----- SOURCE RECORDS -----

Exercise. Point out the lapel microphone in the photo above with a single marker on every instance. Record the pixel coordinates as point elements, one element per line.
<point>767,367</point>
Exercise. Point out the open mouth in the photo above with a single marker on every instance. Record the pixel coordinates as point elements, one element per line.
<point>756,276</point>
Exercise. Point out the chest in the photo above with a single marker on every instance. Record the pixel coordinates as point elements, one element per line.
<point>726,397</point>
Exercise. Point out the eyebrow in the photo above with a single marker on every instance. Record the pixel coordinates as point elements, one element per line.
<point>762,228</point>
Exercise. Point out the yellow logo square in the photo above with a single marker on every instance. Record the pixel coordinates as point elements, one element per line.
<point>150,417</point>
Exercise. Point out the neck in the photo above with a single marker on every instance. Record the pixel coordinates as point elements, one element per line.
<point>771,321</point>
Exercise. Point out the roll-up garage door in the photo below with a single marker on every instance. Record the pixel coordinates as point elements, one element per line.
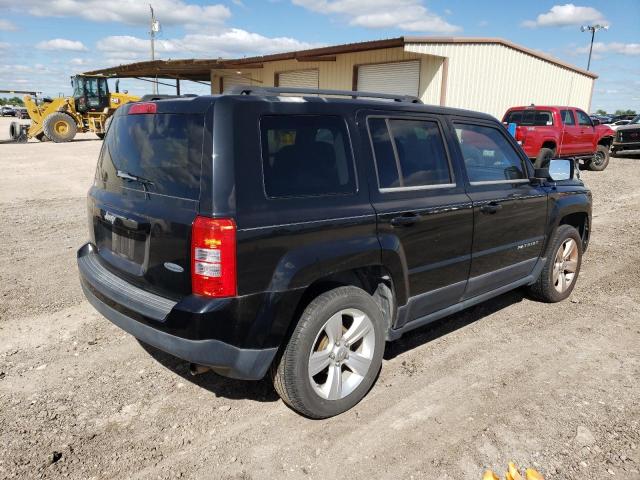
<point>232,81</point>
<point>298,79</point>
<point>400,78</point>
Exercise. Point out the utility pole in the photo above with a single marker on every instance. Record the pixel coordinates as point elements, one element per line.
<point>155,28</point>
<point>593,29</point>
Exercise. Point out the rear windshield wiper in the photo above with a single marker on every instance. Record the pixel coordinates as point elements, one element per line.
<point>134,178</point>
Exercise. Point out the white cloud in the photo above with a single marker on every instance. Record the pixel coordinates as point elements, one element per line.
<point>79,61</point>
<point>408,15</point>
<point>564,15</point>
<point>169,12</point>
<point>7,26</point>
<point>230,42</point>
<point>613,47</point>
<point>62,44</point>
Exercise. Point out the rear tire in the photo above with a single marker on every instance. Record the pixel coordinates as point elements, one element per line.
<point>600,159</point>
<point>334,354</point>
<point>544,157</point>
<point>560,272</point>
<point>60,127</point>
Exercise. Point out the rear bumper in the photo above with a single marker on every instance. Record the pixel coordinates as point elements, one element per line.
<point>140,313</point>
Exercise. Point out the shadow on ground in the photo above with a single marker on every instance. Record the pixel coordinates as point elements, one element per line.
<point>262,391</point>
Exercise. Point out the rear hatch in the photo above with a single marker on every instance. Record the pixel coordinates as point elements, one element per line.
<point>146,192</point>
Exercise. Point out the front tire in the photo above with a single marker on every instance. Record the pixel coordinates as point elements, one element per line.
<point>334,354</point>
<point>560,272</point>
<point>60,127</point>
<point>600,159</point>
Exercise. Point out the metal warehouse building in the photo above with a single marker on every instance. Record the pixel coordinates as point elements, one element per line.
<point>484,74</point>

-----

OBJECTIVE => Extract every line of the records above word for word, and leave out the pictures.

WRITTEN ANSWER =>
Exercise. Point out the lapel microphone in the photo above with a single marker on every instance. Record the pixel coordinates as point elements, one element per line.
<point>767,367</point>
Exercise. Point out the open mouth in the photo above with a single marker on every instance. Record the pixel coordinates as point elements, one element per line.
<point>756,276</point>
Exercise. Point out the chest in the photo above with a single marker on every instance. Record the pixel coordinates as point elements, one element per line.
<point>726,397</point>
Exercise. Point out the eyebrow in the photo above with a single marker on every instance. Record the pixel coordinates as point elements, one element per line.
<point>762,228</point>
Exercise. Point out the yellow logo square in the photo above with a single marker on every instance. Record the pixel coordinates as point elements, one element per line.
<point>150,417</point>
Exercise. Point out the neck in the photo above with a single marker on every instance. Record the pixel coordinates as point elements, one element per line.
<point>771,321</point>
Exercise. Point out the roll-up garage door in the photo below with a single marker on every instance. Record the pixel coordinates as point elements, one element per line.
<point>232,81</point>
<point>298,79</point>
<point>400,78</point>
Exercise. Point out the utility pole in the photo above with a single marker on every instance. Record the pixel coordinates as point elements, one element per line.
<point>155,28</point>
<point>593,29</point>
Exercise. Point out the rear windshield wiper in the photo above with a single marker on every instance. Record the pixel coordinates as point elements, one element per line.
<point>134,178</point>
Exercise. Point out the white cloud in the photo above with a single marker on every instance. Record the pixel coordinates as point elements, one element per line.
<point>79,61</point>
<point>408,15</point>
<point>564,15</point>
<point>169,12</point>
<point>7,26</point>
<point>230,42</point>
<point>613,47</point>
<point>62,44</point>
Exercise. Point out the rear tire in the photo above with a single marker on every instance. Record the pixel coordinates as point elements, one element per line.
<point>600,159</point>
<point>334,354</point>
<point>544,157</point>
<point>560,272</point>
<point>60,127</point>
Exercise. Point out the rear bumper in the photo above with a single marker on every instance. Record the pixel coordinates as point elements, one element per line.
<point>140,313</point>
Exercise. Point out the shadow on ground in the photo above with a single marker on every instance. Record the pixel coordinates as point elements, one element per line.
<point>262,391</point>
Exercise. Point out the rear hatch in the photo above with a single marker on every instance. Record the pixel coordinates as point elements, one element per line.
<point>146,192</point>
Exercise. Point out the front tire in the photo above with a single marker on every instance. Record the pixel coordinates as point elements, one element per line.
<point>334,354</point>
<point>560,272</point>
<point>60,127</point>
<point>600,159</point>
Exercise. Point out the metal warehouse building in the photo above with a single marker on every instance. Record the pixel coordinates as point elements, one element per line.
<point>484,74</point>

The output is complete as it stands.